• _EXERCISE_: Copy out the records so that each line matches the original.
──────── DATA SUPPLIED
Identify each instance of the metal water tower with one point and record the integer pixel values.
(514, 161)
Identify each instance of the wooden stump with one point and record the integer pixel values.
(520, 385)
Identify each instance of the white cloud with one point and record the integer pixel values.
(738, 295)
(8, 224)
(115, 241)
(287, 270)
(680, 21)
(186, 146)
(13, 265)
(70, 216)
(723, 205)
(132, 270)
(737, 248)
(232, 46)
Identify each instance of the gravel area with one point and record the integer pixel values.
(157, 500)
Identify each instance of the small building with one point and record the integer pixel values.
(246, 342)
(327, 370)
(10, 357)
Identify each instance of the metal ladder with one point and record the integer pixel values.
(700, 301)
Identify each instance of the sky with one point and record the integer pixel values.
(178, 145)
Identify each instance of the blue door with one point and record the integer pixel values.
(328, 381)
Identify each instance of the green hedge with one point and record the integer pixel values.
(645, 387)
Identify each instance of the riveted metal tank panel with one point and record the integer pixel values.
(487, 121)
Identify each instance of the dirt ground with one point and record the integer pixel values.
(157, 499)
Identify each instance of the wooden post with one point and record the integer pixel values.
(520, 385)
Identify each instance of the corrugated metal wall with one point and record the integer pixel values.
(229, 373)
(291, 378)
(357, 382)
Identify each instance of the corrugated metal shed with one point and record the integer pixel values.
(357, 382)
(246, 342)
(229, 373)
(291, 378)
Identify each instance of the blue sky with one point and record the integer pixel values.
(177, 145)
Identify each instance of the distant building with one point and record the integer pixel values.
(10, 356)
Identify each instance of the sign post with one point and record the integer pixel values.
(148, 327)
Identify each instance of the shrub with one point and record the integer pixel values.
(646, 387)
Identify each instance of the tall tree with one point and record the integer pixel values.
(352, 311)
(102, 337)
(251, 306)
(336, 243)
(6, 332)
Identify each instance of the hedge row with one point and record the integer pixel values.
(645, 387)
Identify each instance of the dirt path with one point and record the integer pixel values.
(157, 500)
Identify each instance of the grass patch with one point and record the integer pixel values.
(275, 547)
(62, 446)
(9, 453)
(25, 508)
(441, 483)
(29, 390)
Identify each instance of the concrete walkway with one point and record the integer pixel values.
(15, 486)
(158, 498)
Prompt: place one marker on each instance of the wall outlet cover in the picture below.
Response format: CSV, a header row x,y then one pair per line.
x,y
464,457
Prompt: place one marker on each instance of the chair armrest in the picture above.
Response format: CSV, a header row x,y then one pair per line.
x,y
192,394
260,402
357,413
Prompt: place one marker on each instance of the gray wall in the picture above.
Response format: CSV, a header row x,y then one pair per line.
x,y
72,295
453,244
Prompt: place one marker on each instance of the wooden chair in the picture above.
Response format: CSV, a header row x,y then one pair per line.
────────────────
• _EXERCISE RESPONSE_:
Identify each instance of the metal water tower with one point and record the integer pixel values.
(514, 161)
Identify each instance of the wooden stump with one point and record the integer pixel values.
(520, 385)
Identify each instance of the white cloud with one point and record the integer pixel values.
(738, 295)
(8, 224)
(115, 241)
(287, 270)
(680, 21)
(186, 146)
(13, 265)
(70, 216)
(723, 205)
(132, 270)
(737, 248)
(232, 46)
Identify each instance of the gravel area with one point and record the integer pixel values.
(157, 500)
Identify each instance of the small building with one point and record the integer pixel values.
(246, 342)
(327, 370)
(10, 357)
Identify each instance of the metal ladder with one point and record the integer pixel values.
(700, 301)
Identify each instance of the sky with one point and record the integer pixel values.
(178, 145)
Identify each instance of the blue door with one point and record the integer pixel values.
(328, 381)
Identify each instance of the green hedge with one point and record the integer pixel values.
(645, 387)
Identify each instance of the riveted metal tank panel with one point and record the integer pixel values.
(487, 121)
Identify each instance of the dirt ground with one point and record the integer pixel values.
(157, 499)
Identify each instance of the wooden post with one point and record the integer pixel values.
(520, 385)
Identify each instance of the corrugated metal wall with one point and record the integer pixel values.
(229, 373)
(291, 378)
(357, 382)
Identify each instance of the corrugated metal shed with one point and record the integer pixel values.
(357, 382)
(246, 342)
(229, 373)
(291, 378)
Identify each instance of the blue sky with one point and record the integer pixel values.
(177, 145)
Identify each instance of the distant building with one point and record the integer pixel values.
(10, 356)
Identify each instance of the sign post with one point and record the integer pixel values.
(148, 327)
Identify each instance of the shrub with one point and record the integer pixel values.
(646, 387)
Identify each instance of the tall tree with one point and record the integer pixel values.
(352, 311)
(102, 337)
(251, 306)
(336, 243)
(6, 332)
Identify each instance of the hedge row with one point and record the integer pixel values.
(645, 387)
Identify each instance of the dirt path with one point and record the integer pixel values.
(157, 500)
Identify each instance of the grass patch with one point and record the integer pixel values.
(275, 547)
(62, 446)
(9, 453)
(25, 508)
(441, 483)
(29, 390)
Identify each instance of the concrete walkway with one point and record the integer pixel values.
(15, 486)
(158, 498)
Prompt: place one marker on each instance of the wall outlet cover in the picture below.
Response format: CSV, a header row x,y then one pair per line.
x,y
464,457
Prompt: place one marker on each instance of the chair armrest in the picture above.
Response format: CSV, a header row x,y then one pair per line.
x,y
192,394
260,402
357,413
Prompt: place one marker on each instance of the gray wall in the picture above.
Response format: CSV, a header row x,y then one pair per line.
x,y
72,295
453,244
Prompt: place one marker on each instance of the wooden chair in the picture above.
Response format: CSV, a header row x,y then one pair per line.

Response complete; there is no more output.